» **WHAT NEEDS TO BE DONE**
Repeat every item below word for word, keeping the lines in their original order.

start DATA EXCERPTS

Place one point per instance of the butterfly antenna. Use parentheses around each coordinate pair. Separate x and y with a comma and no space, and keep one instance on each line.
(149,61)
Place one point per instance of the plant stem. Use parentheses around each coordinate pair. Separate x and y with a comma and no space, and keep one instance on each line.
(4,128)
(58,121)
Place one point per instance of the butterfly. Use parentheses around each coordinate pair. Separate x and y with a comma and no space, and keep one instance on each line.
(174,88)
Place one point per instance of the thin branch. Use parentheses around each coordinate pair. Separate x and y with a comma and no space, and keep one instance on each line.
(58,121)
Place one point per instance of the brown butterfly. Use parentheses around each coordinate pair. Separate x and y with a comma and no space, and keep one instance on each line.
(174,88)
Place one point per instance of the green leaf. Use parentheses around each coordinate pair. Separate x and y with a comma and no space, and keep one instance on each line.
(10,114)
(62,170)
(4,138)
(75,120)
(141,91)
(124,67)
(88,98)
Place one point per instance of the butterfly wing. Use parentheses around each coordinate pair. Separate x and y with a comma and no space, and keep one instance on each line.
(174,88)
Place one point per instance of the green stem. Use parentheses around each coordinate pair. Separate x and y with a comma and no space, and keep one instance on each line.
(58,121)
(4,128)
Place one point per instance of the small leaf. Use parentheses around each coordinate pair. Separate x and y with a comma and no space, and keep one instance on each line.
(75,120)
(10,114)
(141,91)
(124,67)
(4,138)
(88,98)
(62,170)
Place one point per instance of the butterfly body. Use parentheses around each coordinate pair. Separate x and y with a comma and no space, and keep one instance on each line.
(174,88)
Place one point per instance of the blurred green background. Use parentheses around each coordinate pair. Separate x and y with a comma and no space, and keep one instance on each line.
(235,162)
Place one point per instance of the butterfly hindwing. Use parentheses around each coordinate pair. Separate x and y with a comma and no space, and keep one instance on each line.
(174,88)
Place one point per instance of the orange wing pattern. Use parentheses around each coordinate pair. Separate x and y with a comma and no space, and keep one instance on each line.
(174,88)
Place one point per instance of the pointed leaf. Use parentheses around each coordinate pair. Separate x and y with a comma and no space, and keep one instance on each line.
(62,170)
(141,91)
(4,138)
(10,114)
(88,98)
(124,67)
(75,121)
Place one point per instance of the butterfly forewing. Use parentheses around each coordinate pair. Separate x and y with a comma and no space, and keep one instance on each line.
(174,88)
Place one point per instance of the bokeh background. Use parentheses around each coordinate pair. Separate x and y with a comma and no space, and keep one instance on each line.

end DATA EXCERPTS

» **SOLUTION FOR THIS TASK**
Place one point per instance of the butterfly antenna. Use parentheses around each coordinate pair. Separate x and y with a comma and no space, and keep one instance on each line.
(149,61)
Place one point per instance of the plant stem. Use parentheses around each coordinate pair. Separate x and y with a comma and no space, and keep one instance on each line.
(4,128)
(58,121)
Place one point per instance of the butterfly. Use parentheses around each coordinate pair. Separate x and y with a comma and no space, and keep one instance on each line.
(174,88)
Place one point per instance of the thin branch. Use parentheses around each coordinate pair. Separate x and y with a comma and no space, and keep one instance on each line.
(58,121)
Place one point per instance of the brown butterfly. Use parentheses around each coordinate pair. Separate x and y with a comma and no space, and keep one instance on each line.
(174,88)
Place one point per instance of the green leaf. Use parentheses around each coordinate pair. Separate x and y with a comma and no space, and keep one instance on each line.
(10,114)
(62,170)
(4,138)
(75,120)
(141,91)
(124,67)
(88,98)
Place one point per instance of the butterfly wing. Use parentheses around each coordinate pair. Separate x and y with a comma and no space, and keep one instance on each line.
(174,88)
Place one point per instance of the green stem. Use parentheses around each coordinate pair. Separate x and y with a comma and no space, and keep one instance on each line.
(58,121)
(4,128)
Place one point per instance of the small leaf. Use parentheses around each coordinate pair. Separate x and y with a comma and no space, and keep one instance on each line.
(75,120)
(10,114)
(141,91)
(124,67)
(4,138)
(88,98)
(62,170)
Place one point per instance of the butterfly body. Use parentheses around each coordinate pair. Separate x and y with a comma and no space, and keep one instance on each line.
(174,88)
Place one point per instance of the blurred green background. Use parentheses around each coordinate pair. Separate x and y with a comma and no space, and keep one instance on each line.
(235,162)
Place one point per instance of the butterfly hindwing. Use parentheses around each coordinate pair. Separate x and y with a comma and no space, and keep one instance on each line.
(174,88)
Place one point per instance of the orange wing pattern. Use parentheses around each coordinate pair. Separate x and y with a comma and no space, and keep one instance on each line.
(174,88)
Place one point per instance of the pointed leaf. Use parentheses around each coordinate pair. Separate x and y with a comma and no space, and keep one instance on each line.
(62,170)
(141,91)
(4,138)
(10,114)
(88,98)
(124,67)
(75,121)
Place one point per instance of the butterfly forewing. Use parentheses around each coordinate pair. Separate x and y with a comma and no space, and keep one instance on each line.
(174,88)
Place one point per instance of the bokeh background. Use parentheses around each coordinate pair. Separate x and y with a comma and no space, and keep one instance on each line.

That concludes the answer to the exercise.